ZIEL A –
Weswegen hat Ben laut dem Textabschnitt Ausgrenzung erlebt?
ZIEL B –
Schreib den Teil des Textabschnitts ab, der mit den Worten „Ansätze für die“ beginnt. Hör nach „Arbeitsgemeinschaft Jugendevangelisation (AGJE)“ auf.

TEXTABSCHNITT –
------------------------
4. Realistisch, anpassungsfähig und pragmatisch
Ben und Emma geht es laut ihrer Selbstaussage nicht schlecht. Sie fühlen sich materiell gut versorgt, sind aber nicht enthusiastisch. Die Krisen haben dazu geführt, dass sie nicht zu lange in die Zukunft planen und immer wieder pragmatisch neu entscheiden. Somit ändern sie schneller ihre Meinung und halten sich gerne aus Themen raus. Fake News (Falschmeldungen) etwa erkennen sie laut eigener Aussage, aber nachrecherchieren oder Fake News melden tun sie eher nicht. Sie haben gelernt, das Wesentliche für sich zu filtern.
- Chance für Christen: Der Mehrwert des Glaubens und christlicher Gemeinde muss immer wieder erlebt und gelehrt werden. Wenn auf Jugendliche nicht eingegangen wird, sind sie ganz schnell weg.
5. Hochsensibel bei Ausgrenzung & Gerechtigkeit
Ein Großteil der Jugendlichen beschreibt, dass er selbst schon Ausgrenzung erlebt hat. Emma, weil sie Christin ist, Ben wegen seines Aussehens. Die globalen Krisen schärfen die Sensibilität auch für die weltweite Ungerechtigkeit.
- Chance für Christen: Das Thema Gerechtigkeit ist zutiefst biblisch begründbar. Jugendliche sind für Engagement in Projekten gegen Ungerechtigkeit leichter zu gewinnen. Hier kann auch die Weltmission neu ansetzen.
Ansätze für die christliche Jugendarbeit
Ich habe verschiedene Jugendmitarbeiter gefragt, welche Modelle der Jugendarbeit sie gerade erfolgreich und wichtig finden. Hier einige Antworten:
„Wir müssen Zeit haben, um mit Jugendlichen Bibel zu lesen. Das geht in der (Klein-)Gruppe scheinbar für viele leichter als allein.“ — Björn Knublauch, „Netzwerk-M“ und 1. Vorsitzender der Arbeitsgemeinschaft Jugendevangelisation (AGJE)
------------------------
DATENEINTRÄGE –
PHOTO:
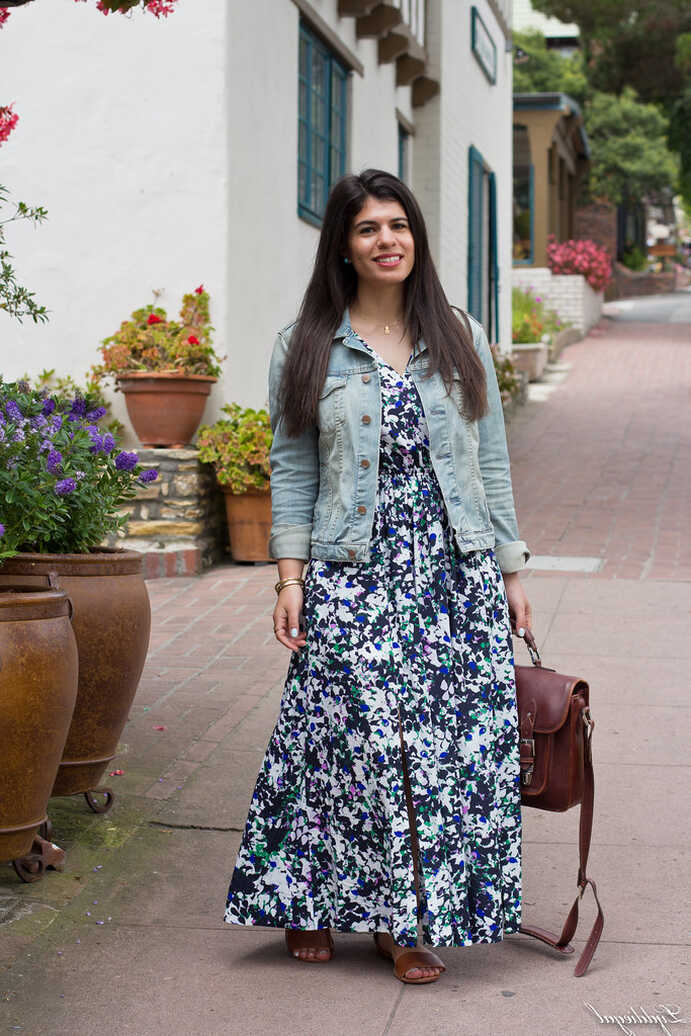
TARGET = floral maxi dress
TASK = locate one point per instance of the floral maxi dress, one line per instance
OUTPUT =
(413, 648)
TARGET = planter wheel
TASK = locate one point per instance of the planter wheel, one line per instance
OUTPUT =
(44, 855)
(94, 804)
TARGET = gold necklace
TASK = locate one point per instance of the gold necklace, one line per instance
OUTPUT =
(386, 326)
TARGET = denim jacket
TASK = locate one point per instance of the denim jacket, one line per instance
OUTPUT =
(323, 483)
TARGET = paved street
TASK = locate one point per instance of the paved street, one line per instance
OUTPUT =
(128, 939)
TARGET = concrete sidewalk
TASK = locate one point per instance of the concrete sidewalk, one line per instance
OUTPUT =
------------------------
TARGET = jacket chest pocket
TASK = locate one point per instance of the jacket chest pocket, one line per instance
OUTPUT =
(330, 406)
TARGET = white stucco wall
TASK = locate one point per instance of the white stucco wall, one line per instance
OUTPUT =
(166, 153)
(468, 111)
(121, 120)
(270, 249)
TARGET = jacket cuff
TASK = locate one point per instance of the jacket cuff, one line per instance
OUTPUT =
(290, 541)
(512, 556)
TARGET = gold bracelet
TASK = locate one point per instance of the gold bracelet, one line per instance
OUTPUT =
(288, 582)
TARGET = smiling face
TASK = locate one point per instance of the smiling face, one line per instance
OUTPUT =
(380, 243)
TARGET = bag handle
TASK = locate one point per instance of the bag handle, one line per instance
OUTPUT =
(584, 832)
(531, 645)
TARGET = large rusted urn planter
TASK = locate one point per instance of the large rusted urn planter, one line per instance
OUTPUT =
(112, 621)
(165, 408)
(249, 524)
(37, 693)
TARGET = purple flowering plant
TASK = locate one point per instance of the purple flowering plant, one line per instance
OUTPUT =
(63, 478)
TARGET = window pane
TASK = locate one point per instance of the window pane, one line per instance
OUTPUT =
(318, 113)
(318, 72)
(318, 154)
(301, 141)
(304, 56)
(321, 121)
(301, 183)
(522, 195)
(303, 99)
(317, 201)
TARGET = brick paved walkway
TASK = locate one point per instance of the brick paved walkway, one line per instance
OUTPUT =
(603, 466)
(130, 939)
------------------------
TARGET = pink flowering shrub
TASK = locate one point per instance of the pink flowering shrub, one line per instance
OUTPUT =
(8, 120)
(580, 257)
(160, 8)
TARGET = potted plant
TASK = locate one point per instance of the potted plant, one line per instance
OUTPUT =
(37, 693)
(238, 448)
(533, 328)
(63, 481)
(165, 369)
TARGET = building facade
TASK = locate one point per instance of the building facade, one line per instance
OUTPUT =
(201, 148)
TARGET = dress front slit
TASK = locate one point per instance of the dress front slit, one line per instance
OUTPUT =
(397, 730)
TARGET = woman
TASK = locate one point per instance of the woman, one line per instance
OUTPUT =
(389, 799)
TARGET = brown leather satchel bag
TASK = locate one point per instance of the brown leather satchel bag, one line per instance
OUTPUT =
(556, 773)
------------------------
RICHTIGE AUSGABE A –
Wegen seines Aussehens.

RICHTIGE AUSGABE B –
Ansätze für die christliche Jugendarbeit
Ich habe verschiedene Jugendmitarbeiter gefragt, welche Modelle der Jugendarbeit sie gerade erfolgreich und wichtig finden. Hier einige Antworten:
„Wir müssen Zeit haben, um mit Jugendlichen Bibel zu lesen. Das geht in der (Klein-)Gruppe scheinbar für viele leichter als allein.“ — Björn Knublauch, „Netzwerk-M“ und 1. Vorsitzender der Arbeitsgemeinschaft Jugendevangelisation (AGJE)